--- Provided data ---
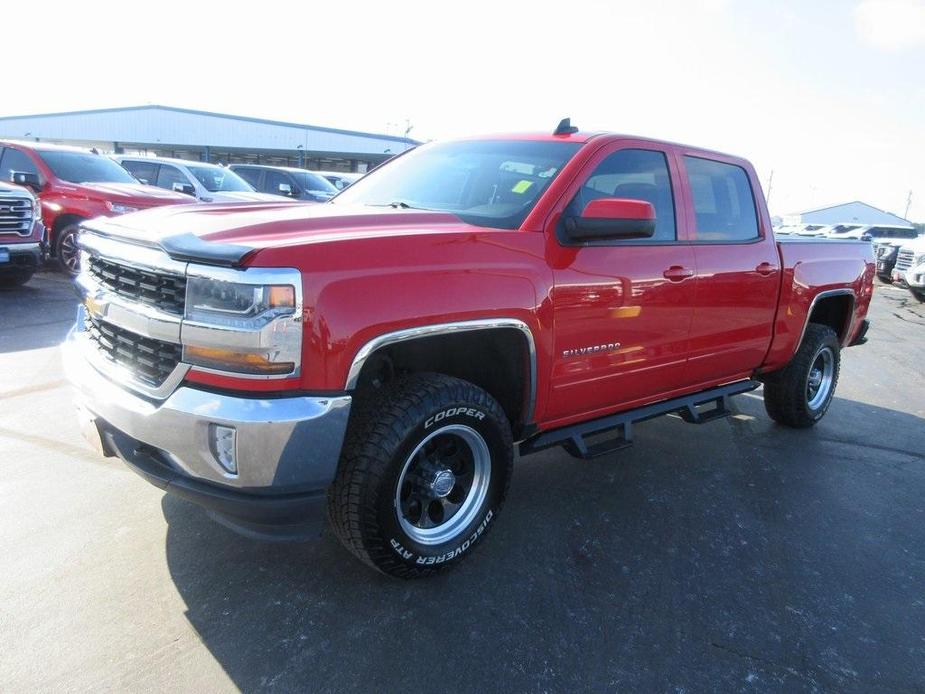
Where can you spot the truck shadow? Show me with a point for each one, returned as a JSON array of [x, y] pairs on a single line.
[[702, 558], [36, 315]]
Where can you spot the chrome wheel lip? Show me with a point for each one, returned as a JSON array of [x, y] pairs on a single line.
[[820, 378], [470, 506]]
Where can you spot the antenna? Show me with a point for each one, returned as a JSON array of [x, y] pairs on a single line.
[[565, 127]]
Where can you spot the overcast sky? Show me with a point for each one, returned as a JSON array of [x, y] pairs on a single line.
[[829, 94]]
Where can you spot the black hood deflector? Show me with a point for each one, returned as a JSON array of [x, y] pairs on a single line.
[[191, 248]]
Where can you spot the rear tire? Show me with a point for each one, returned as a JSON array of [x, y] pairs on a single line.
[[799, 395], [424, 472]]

==

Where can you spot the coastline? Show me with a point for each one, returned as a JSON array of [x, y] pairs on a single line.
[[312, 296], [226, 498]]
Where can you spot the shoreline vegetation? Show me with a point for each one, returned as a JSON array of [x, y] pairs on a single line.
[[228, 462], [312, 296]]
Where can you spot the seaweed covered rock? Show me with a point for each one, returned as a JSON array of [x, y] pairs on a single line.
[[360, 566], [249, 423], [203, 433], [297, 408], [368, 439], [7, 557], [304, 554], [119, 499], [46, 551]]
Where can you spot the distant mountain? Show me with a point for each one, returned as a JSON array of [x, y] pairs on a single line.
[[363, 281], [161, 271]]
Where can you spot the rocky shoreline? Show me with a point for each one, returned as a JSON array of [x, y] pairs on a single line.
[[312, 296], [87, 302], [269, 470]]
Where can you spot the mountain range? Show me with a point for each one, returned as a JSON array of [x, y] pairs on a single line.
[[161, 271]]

--- Given problem ---
Can you rescale the records starting with the line that contains "Where can you spot the shoreline" and going on through the line that contains "499], [46, 551]]"? Repeat every one of those lines with its wording unchanged, multiply each x and y coordinate in the answers by 2.05, round to whole numbers with halves going up, and give only those lines.

--- Completed task ---
Where can you spot the shoreline vegetation? Show me with a point for each one, returned as a JSON array of [x, y] pairs on a single line.
[[467, 947], [640, 607]]
Where can you spot the seaweed covered rock? Show me with a point for each one, returned as a JSON array of [x, y] pairs on a single line.
[[738, 1160], [510, 867], [416, 888], [609, 836], [754, 900], [14, 1142], [623, 1136], [244, 1023], [94, 1130]]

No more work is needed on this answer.